Could you repeat the records shown below exactly as written?

Items from a data source

•••••

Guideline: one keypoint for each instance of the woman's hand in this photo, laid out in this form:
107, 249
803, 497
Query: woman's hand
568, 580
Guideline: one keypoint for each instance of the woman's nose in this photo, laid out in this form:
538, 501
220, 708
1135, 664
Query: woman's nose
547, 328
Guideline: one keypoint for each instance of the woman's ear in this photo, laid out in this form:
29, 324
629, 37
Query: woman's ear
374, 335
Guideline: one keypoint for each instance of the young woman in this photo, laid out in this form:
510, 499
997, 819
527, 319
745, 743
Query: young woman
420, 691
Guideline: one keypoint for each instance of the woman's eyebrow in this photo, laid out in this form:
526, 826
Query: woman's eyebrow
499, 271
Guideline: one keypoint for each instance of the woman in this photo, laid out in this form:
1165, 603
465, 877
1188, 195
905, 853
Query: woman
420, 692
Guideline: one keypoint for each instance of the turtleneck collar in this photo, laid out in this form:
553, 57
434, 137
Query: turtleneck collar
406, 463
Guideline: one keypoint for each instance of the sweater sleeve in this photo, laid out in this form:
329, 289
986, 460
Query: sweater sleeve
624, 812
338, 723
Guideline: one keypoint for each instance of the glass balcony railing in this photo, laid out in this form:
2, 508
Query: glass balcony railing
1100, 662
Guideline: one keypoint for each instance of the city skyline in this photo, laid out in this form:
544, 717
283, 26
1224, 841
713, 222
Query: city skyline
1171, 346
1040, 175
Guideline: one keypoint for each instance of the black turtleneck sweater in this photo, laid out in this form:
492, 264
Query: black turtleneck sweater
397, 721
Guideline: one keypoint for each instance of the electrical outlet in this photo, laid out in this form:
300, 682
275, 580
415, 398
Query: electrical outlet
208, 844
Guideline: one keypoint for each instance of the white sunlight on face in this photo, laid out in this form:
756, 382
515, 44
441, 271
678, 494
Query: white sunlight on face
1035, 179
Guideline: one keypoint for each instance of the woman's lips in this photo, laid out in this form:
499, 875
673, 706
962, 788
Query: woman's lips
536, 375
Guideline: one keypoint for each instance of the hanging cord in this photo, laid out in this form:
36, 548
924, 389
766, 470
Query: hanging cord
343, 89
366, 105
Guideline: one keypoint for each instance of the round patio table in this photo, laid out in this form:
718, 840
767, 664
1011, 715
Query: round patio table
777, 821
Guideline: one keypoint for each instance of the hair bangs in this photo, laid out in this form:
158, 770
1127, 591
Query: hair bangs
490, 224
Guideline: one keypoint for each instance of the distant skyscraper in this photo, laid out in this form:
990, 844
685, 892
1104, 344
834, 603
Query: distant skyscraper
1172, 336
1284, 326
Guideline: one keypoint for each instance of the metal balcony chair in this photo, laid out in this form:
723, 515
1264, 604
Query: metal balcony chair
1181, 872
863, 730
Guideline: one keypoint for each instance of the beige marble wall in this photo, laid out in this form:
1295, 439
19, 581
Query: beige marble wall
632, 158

•••••

EXERCISE SOLUTION –
Guideline: one keypoint for each instance of the woman's hand in this photo, laid out in this form:
107, 249
803, 497
Query: woman's hand
568, 580
Guideline: one keypoint for each instance of the woman's nose in this photo, laid out in this form:
538, 501
220, 708
1135, 664
Query: woman's nose
547, 328
Guideline: one keypoint for each instance of the woman's ear in this photo, laid out in this form:
29, 324
629, 37
Query: woman's ear
374, 335
Guideline: one keypoint for each instance of the young woman in this photo, laid out in this form:
510, 499
997, 819
527, 319
745, 743
Query: young woman
420, 691
Guideline: one keypoint for each instance of the woman's eyebrow in this photo, laid out in this form:
526, 826
Query: woman's eyebrow
499, 271
Guideline: one keypoint for each instance of the woman in this photo, laid out in this form:
1165, 603
465, 877
1188, 195
905, 853
Query: woman
420, 692
Guideline: one keypoint for each instance of the turtleneck collar in this photo, laid out in this form:
553, 57
434, 137
Query: turtleneck collar
406, 463
Guideline: one keypoint for each instance of the sweater sleeve in this photo, laid out in this form:
329, 289
986, 460
Query: sweater sleeve
624, 812
338, 723
Guideline: one keypoint for each instance of the glass balcony railing in this photo, laid out in this form:
2, 508
Query: glass balcony railing
1100, 662
Guideline: one keypoint for each instance of the city skyline in this photo, laid out in this form:
544, 717
283, 26
1224, 841
713, 222
Query: city skyline
1171, 346
1040, 175
Guideline: one keypoint for each instance of the black turtleneck sweater in this photo, laid out in this form:
492, 264
Query: black turtleneck sweater
397, 721
Guideline: one keypoint for each instance of the electrical outlet in this photo, laid out in this form:
300, 682
275, 580
415, 398
Query: electrical outlet
208, 844
Guideline: one keypoint for each instance of the white sunlight on face in this photo, laid out in this form:
756, 382
515, 44
441, 271
678, 494
Query: white sunlight on face
1035, 179
Guideline: one keypoint for each instance of the woman's lips in this photo, laid out in this form:
499, 875
673, 706
962, 788
Query: woman's lips
536, 375
Guideline: one keypoint for each instance of the hanging cord in this photo, laid out in this form:
36, 548
924, 389
766, 470
Query: hanging cord
343, 89
366, 105
Guideline: one keypoint for each instance of the round patio table in this photo, laid out in this form:
718, 840
767, 664
1011, 715
Query: round patio table
777, 821
Guideline: one keypoint for each instance of the hair bangs in this photo, laid out in this form:
158, 770
1127, 591
Query: hair bangs
490, 224
Guideline: one keypoint for each instance of the distant skyscraper in this photo, laid out in this form:
990, 844
685, 892
1104, 344
834, 603
Query: distant skyscraper
1172, 336
1284, 326
Guideline: one keypoint for each instance of the metal balcony chair in this photo, laid out in this form:
723, 515
1264, 604
Query: metal balcony chair
1181, 872
863, 730
Guideline: one keypoint for each instance of the beige marble wall in this photo, laid out in this form:
1295, 439
19, 581
Query: beige marble wall
632, 158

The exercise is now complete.